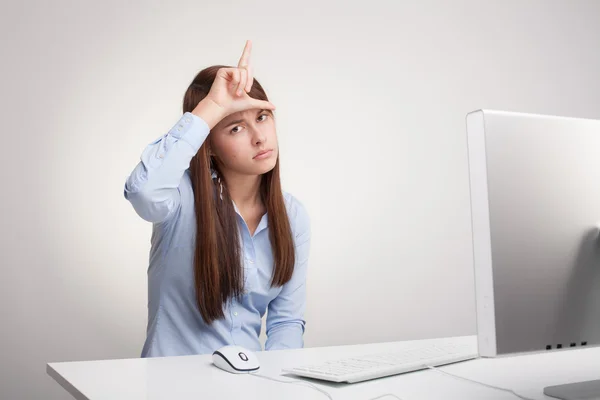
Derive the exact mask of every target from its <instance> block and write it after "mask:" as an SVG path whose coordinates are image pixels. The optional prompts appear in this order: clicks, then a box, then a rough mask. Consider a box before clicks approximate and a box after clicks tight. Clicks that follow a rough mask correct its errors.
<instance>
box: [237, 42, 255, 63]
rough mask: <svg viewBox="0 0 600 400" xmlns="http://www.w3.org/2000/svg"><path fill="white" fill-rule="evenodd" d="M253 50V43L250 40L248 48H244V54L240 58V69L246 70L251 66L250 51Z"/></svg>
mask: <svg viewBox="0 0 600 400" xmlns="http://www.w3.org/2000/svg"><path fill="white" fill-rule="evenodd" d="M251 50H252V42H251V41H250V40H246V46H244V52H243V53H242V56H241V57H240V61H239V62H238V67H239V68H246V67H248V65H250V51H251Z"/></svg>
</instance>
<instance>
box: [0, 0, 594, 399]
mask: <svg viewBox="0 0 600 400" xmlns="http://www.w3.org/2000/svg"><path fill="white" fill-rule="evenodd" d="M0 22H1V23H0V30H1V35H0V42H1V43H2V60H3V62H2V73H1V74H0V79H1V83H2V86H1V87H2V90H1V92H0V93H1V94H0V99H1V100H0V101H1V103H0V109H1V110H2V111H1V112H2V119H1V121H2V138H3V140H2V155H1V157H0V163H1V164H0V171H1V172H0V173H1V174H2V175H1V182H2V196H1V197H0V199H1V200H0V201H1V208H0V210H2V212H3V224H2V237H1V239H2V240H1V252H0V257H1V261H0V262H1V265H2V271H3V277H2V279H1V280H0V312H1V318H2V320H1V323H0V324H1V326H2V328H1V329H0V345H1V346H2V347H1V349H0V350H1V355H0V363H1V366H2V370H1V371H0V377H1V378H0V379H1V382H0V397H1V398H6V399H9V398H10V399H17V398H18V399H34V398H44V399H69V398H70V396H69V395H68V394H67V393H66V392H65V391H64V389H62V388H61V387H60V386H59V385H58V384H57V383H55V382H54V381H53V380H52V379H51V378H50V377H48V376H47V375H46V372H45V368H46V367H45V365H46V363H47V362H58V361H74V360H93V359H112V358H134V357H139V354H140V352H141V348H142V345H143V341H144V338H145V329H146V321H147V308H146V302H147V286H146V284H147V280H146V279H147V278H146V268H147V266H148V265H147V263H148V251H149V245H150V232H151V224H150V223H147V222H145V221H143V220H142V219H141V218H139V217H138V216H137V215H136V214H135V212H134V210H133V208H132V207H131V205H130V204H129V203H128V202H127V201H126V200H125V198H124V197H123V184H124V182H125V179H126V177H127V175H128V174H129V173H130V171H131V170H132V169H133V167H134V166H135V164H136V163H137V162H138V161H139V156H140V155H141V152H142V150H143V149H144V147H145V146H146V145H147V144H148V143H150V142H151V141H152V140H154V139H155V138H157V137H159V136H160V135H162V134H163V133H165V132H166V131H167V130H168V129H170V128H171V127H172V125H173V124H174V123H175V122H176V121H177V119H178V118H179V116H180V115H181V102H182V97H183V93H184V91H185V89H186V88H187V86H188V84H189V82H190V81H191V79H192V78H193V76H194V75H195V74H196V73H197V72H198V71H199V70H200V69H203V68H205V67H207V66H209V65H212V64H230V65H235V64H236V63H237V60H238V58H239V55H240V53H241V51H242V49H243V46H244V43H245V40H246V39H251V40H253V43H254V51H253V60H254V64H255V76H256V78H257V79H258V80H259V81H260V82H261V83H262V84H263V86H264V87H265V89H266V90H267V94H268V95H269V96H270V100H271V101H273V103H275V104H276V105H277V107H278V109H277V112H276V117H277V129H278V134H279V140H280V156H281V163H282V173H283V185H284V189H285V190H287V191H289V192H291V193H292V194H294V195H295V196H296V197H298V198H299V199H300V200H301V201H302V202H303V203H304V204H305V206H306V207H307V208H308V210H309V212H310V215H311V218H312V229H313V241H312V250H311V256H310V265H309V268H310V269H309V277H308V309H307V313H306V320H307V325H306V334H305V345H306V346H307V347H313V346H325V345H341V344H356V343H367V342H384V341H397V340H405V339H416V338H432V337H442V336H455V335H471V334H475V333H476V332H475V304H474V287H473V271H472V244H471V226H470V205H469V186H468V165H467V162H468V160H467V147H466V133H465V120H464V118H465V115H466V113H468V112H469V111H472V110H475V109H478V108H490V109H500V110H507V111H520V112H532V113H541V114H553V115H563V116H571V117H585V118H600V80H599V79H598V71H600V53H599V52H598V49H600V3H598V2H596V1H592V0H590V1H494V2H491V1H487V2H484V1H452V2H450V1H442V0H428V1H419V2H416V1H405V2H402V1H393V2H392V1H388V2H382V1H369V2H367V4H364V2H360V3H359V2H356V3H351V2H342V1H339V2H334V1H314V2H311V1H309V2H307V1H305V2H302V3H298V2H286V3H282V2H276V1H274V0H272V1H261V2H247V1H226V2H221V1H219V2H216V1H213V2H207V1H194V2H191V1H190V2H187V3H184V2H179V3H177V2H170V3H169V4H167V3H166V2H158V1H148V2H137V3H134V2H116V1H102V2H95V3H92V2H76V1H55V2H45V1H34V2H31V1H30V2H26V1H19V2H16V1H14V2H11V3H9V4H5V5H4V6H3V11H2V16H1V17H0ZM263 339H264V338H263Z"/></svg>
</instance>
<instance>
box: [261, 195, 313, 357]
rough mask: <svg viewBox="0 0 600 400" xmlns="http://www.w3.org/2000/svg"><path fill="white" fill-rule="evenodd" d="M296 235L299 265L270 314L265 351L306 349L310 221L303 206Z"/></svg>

* * *

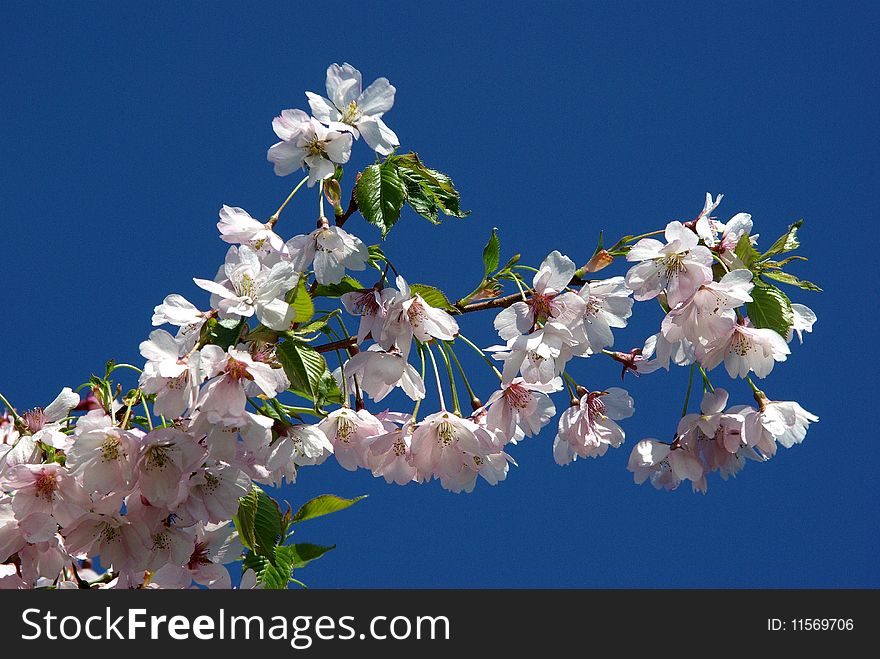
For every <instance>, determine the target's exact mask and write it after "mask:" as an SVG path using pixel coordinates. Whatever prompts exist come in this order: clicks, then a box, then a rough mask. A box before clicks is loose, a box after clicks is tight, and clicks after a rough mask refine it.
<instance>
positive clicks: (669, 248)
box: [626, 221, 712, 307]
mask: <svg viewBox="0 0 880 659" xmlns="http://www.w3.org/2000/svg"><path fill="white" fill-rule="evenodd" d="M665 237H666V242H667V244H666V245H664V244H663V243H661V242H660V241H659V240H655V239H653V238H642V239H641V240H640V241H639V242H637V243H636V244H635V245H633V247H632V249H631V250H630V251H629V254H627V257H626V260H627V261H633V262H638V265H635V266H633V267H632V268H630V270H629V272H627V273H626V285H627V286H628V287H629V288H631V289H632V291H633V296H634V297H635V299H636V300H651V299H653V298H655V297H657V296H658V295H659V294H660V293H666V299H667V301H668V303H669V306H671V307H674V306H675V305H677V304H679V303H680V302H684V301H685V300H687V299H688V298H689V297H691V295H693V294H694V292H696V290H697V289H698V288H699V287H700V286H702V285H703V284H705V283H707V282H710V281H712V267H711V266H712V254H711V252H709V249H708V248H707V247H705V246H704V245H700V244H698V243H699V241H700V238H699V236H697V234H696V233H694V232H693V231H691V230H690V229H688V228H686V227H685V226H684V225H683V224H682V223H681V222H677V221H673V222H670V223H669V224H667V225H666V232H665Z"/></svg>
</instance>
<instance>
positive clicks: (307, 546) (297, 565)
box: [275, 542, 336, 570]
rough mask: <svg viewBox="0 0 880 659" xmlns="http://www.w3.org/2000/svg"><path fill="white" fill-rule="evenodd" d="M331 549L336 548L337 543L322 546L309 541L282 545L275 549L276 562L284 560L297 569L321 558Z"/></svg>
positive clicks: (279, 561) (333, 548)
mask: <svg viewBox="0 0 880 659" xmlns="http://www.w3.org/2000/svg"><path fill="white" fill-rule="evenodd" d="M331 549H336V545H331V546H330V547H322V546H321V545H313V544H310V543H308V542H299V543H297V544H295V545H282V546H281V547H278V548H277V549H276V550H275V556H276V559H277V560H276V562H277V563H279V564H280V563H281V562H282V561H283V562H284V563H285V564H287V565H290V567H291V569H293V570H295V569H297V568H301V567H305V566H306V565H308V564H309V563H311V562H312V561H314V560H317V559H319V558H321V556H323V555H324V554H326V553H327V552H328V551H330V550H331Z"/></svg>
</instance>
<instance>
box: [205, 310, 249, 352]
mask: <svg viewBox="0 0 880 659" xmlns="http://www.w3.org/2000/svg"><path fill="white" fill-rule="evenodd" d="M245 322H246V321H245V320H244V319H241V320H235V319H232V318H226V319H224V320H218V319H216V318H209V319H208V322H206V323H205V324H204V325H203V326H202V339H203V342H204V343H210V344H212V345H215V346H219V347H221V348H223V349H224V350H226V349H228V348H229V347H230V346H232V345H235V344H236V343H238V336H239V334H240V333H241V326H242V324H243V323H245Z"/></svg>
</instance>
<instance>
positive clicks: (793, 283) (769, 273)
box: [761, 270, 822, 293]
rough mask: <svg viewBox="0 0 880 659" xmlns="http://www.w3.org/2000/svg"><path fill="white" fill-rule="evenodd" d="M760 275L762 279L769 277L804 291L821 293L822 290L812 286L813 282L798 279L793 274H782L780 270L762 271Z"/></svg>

--

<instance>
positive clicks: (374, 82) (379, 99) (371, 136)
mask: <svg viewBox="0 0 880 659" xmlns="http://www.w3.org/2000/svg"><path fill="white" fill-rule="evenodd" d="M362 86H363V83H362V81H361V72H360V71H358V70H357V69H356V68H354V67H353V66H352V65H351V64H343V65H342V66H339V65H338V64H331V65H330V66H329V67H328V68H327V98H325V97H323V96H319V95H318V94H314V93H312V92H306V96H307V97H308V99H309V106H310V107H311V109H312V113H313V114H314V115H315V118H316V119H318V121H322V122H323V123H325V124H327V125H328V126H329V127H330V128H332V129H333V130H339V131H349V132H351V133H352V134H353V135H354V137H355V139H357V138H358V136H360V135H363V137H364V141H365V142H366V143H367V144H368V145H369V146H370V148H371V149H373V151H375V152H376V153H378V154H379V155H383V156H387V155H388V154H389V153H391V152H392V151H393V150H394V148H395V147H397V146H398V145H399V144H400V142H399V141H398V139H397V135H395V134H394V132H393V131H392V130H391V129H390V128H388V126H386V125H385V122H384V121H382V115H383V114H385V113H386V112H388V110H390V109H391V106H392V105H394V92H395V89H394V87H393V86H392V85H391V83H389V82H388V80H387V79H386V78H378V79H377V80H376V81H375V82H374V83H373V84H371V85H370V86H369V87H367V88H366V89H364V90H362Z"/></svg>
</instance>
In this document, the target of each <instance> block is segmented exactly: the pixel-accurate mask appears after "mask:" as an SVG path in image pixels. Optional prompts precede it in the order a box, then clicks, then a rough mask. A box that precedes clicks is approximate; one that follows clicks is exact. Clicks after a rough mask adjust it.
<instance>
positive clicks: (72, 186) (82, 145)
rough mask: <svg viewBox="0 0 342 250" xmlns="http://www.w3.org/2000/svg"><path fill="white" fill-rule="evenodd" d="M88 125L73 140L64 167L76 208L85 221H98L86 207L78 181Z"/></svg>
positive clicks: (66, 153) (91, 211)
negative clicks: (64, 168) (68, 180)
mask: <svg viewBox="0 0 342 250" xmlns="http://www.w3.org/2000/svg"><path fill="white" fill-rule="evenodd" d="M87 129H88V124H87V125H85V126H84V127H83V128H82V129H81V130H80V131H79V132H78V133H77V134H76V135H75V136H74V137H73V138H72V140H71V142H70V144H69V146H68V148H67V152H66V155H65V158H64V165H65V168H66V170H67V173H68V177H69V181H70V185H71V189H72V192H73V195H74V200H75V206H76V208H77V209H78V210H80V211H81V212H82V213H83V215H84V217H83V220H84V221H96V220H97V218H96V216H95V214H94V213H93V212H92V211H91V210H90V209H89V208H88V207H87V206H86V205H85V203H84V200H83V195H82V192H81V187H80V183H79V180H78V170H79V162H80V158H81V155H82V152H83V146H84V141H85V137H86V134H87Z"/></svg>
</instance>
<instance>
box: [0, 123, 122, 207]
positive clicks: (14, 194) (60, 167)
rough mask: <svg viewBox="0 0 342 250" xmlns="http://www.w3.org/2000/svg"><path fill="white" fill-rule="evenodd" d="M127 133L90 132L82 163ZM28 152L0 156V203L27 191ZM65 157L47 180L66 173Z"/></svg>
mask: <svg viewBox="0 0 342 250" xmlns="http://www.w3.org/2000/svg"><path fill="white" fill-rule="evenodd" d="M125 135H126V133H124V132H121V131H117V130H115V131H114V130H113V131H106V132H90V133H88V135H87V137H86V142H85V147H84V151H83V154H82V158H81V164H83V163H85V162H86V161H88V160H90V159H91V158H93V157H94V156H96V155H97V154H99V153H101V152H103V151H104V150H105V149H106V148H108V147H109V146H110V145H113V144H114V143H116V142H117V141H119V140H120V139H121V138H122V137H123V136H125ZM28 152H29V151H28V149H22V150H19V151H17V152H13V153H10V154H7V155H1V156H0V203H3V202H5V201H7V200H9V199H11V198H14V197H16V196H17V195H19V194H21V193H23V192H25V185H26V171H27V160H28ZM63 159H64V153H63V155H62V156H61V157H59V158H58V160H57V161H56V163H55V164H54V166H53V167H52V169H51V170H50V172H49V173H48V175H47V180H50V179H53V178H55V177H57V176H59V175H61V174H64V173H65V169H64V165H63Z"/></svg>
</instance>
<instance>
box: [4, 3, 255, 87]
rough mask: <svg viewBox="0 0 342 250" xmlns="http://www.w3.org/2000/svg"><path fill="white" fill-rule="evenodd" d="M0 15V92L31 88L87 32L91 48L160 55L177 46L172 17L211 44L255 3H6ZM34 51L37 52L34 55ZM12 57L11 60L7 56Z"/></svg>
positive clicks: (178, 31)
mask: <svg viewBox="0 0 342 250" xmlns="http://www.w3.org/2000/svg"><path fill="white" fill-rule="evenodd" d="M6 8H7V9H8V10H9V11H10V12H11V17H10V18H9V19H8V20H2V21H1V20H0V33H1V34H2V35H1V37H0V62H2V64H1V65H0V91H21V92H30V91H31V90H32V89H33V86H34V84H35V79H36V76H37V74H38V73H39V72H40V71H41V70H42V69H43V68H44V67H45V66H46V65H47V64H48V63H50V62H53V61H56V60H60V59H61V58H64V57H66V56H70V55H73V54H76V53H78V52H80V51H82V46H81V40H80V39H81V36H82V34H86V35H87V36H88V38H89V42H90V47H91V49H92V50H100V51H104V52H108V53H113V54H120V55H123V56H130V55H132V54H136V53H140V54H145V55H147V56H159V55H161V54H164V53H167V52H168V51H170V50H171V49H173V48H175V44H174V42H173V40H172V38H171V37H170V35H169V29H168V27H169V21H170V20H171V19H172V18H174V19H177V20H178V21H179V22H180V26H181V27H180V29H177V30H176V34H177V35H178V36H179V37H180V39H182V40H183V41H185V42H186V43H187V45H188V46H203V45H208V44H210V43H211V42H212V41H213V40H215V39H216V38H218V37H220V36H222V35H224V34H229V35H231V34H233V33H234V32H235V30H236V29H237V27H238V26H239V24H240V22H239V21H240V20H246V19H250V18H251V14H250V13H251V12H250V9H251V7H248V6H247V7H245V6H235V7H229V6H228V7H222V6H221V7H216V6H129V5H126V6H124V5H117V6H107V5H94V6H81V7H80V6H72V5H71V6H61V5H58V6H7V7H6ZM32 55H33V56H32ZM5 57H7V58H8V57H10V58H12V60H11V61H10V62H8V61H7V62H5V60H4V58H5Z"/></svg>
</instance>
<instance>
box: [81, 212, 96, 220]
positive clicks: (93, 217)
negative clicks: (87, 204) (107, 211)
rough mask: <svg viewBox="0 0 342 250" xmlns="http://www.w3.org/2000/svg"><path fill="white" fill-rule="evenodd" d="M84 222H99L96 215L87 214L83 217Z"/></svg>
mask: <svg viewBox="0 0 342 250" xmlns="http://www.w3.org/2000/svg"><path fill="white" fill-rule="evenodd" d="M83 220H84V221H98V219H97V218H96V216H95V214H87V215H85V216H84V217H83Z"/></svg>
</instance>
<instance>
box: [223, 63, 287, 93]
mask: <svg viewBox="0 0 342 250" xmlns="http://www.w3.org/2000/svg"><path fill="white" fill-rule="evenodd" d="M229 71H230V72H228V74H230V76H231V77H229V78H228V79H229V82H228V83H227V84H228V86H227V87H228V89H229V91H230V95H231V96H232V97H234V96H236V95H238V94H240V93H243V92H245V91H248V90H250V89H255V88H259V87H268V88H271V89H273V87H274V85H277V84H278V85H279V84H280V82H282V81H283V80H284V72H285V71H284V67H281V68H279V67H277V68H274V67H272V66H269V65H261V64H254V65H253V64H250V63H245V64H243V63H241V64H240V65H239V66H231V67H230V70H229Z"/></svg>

» WHAT YOU NEED TO DO
Lines above with the string "prompts" need to be found and copied.

» SOLUTION
Derive the exact mask of every target from its <instance> block and write it after "mask:" as an SVG path whose coordinates are image pixels. The optional prompts appear in this order: clicks, then a box, then a rough mask. Consider a box before clicks approximate and a box after clicks tight. Clicks that follow a rough mask correct its errors.
For every <instance>, determine the target's exact mask and write it after "mask:" as an SVG path using pixel coordinates. Whatever prompts exist come in this order: clicks, then a box, then a rough mask. A box before clicks is loose, a box after clicks is tight, and clicks after a rough mask refine it.
In this document, the target of each <instance> block is segmented exactly: the pixel-accurate mask appears after "mask:" as an SVG path in image pixels. Optional prompts precede it in the order a box, then clicks, then a rough mask. A box that precedes clicks is approximate; one that follows clicks is exact. Clicks after a rough mask adjust it.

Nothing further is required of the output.